CHALLENGE
In the records below, locate the line containing "Note: for this drill we locate the elephant foreleg", then output that line and all later lines exactly, through the last one.

PROVIDED RECORDS
********************
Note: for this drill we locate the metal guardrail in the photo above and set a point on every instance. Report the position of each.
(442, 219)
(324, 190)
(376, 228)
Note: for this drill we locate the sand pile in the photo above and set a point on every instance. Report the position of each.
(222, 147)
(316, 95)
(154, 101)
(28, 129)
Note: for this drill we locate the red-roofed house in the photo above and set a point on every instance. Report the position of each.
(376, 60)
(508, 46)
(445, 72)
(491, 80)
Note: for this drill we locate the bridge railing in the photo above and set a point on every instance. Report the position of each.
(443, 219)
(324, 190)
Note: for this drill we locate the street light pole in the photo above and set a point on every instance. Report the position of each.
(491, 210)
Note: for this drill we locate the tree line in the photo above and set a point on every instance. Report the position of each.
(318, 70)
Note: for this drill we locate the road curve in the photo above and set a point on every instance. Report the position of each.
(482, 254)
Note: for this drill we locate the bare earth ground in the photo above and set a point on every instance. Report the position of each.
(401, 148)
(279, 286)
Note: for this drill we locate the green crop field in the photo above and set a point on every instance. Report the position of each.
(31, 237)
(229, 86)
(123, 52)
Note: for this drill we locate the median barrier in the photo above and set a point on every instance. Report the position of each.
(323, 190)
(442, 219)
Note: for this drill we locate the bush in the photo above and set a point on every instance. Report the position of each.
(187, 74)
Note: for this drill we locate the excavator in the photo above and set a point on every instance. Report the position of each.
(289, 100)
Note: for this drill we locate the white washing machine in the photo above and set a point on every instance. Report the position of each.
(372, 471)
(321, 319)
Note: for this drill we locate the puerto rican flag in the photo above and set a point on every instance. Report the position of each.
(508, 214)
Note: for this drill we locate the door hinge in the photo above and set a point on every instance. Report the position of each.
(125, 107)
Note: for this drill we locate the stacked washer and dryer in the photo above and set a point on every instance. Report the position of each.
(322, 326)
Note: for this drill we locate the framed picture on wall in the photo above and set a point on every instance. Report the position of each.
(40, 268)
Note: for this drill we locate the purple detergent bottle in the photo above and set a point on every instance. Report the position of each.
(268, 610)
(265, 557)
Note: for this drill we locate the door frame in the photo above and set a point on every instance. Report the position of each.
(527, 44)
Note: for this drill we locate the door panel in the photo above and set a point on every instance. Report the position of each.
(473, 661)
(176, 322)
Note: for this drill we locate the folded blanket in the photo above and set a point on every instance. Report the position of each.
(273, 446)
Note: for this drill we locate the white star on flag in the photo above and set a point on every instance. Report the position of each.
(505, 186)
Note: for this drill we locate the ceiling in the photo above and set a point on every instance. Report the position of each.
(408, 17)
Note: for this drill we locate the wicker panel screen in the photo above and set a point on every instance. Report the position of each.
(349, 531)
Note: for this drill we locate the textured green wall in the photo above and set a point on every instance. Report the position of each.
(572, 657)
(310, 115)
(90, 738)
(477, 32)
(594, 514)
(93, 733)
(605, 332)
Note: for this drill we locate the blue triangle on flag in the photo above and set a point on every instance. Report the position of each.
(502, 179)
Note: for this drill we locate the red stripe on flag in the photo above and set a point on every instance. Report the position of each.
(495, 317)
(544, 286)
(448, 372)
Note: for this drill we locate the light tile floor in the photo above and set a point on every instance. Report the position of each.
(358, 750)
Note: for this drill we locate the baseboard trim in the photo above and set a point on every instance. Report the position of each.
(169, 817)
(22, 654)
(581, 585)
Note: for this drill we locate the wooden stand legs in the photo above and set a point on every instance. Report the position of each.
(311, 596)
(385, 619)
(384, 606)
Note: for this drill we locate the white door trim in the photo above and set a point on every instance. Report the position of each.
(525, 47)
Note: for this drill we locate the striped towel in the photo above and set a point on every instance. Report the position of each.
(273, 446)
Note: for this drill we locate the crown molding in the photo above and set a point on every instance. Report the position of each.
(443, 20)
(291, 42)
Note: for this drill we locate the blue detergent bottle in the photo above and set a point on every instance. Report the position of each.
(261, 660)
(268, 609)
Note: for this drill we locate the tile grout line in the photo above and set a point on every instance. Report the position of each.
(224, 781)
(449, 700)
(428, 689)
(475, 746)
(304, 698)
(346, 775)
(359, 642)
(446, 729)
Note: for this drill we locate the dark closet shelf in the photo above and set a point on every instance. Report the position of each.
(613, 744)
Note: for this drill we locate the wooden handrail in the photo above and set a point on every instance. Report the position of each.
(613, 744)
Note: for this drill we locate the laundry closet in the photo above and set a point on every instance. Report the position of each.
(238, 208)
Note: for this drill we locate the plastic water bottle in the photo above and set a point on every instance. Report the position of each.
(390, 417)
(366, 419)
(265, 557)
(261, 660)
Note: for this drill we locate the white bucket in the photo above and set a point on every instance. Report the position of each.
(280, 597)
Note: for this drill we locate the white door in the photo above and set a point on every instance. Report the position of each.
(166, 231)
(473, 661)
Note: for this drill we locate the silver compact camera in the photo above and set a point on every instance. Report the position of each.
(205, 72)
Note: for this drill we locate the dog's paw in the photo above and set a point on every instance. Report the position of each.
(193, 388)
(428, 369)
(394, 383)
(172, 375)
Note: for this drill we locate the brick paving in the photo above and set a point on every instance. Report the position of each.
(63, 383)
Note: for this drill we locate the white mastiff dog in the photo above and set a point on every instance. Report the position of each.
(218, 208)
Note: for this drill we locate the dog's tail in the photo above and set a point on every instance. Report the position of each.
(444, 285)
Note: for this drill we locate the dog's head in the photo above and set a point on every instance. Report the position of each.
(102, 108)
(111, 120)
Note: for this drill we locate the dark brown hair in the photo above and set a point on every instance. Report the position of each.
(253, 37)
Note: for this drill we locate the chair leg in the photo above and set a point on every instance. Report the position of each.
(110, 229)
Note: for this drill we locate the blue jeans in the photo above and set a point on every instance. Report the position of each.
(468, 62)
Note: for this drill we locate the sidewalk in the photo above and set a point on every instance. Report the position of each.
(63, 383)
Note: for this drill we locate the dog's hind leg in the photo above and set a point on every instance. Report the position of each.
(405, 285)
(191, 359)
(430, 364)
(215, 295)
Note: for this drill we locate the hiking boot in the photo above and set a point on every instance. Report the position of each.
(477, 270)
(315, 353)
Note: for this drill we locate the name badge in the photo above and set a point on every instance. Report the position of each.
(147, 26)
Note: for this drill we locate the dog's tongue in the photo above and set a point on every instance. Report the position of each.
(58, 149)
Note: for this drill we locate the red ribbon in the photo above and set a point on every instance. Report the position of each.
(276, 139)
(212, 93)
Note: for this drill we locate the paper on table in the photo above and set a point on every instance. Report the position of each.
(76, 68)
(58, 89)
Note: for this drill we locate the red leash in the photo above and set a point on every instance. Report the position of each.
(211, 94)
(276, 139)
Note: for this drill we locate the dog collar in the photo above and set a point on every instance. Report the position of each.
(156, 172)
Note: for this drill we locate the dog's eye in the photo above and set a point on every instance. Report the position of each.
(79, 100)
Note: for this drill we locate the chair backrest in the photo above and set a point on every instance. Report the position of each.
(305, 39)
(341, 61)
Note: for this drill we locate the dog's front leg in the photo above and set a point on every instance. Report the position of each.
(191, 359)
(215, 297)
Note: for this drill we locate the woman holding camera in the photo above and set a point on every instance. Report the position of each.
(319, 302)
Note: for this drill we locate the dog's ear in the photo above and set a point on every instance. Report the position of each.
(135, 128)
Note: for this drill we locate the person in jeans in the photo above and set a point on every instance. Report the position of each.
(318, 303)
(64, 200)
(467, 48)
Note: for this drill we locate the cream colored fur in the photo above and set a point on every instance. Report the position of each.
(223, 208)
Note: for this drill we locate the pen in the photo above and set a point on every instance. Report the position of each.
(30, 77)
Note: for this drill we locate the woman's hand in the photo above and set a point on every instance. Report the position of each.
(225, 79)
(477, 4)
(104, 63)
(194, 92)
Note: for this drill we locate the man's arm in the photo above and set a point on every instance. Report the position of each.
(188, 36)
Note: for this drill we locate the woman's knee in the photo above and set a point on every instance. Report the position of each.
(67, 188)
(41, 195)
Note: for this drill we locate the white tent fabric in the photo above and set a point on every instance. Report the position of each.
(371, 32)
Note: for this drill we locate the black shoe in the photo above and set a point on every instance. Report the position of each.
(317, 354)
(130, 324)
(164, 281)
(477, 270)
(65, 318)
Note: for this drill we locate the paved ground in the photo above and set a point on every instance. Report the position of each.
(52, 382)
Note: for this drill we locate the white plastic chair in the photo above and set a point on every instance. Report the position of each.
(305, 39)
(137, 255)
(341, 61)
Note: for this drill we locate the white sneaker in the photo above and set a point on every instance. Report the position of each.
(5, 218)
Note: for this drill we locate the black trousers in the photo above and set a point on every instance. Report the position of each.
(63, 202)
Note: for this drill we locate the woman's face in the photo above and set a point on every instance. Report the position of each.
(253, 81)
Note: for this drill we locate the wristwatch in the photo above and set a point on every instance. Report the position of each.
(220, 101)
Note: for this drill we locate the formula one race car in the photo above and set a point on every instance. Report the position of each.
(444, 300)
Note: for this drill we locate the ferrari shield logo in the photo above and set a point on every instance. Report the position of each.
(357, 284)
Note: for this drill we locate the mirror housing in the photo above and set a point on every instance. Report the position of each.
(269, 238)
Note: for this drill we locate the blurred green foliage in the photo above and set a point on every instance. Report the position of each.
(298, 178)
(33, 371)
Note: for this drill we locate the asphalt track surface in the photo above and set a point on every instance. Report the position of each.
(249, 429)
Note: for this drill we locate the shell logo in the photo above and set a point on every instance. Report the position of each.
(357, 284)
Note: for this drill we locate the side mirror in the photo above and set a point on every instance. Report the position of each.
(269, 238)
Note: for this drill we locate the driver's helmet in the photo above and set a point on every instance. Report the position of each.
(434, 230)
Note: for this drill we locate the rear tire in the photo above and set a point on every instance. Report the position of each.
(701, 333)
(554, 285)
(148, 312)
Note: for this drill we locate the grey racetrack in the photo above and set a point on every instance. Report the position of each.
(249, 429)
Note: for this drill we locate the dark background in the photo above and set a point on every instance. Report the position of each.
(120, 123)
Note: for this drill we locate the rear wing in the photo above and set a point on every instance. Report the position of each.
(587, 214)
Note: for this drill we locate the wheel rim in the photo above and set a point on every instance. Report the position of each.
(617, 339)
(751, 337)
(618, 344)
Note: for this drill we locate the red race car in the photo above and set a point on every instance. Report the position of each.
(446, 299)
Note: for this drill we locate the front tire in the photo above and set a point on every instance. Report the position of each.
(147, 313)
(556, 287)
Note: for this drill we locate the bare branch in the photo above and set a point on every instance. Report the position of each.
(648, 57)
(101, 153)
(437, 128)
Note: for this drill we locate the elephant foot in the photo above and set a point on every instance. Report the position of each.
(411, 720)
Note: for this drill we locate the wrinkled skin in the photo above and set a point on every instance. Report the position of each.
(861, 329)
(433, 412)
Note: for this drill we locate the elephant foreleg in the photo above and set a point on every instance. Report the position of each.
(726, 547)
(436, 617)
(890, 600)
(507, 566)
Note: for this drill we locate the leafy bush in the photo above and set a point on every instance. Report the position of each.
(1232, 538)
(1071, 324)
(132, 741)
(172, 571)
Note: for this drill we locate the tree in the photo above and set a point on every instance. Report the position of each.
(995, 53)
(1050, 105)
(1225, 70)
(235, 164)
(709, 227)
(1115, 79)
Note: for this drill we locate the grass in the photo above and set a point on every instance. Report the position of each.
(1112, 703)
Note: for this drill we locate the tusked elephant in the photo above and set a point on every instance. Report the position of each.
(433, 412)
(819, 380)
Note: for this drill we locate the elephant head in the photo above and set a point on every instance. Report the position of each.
********************
OUTPUT OF THE TASK
Note: for this drill we locate the elephant foreleg in the photo above and set a point on every instance. Report the position of each.
(726, 547)
(436, 617)
(890, 600)
(507, 566)
Note: for this drill we locate the leafy bush in the photo above and set a point on every instance. Report the position of each.
(1232, 538)
(1071, 324)
(132, 741)
(172, 571)
Note: for this drill we locate the tree in the photo above and set a point on every instance. Report the position of each.
(995, 53)
(1050, 105)
(1225, 70)
(235, 164)
(709, 227)
(1115, 79)
Note: for this drill we locate the grass in the photo above and set a point on every instance. Report the position of each.
(1112, 703)
Note: for this drill we locate the tusked elephant in the photo above and set a point on every instance. Report the position of each.
(433, 412)
(819, 380)
Note: for this drill we locate the elephant head in the photo above and set a point on every instance. Report the position of each.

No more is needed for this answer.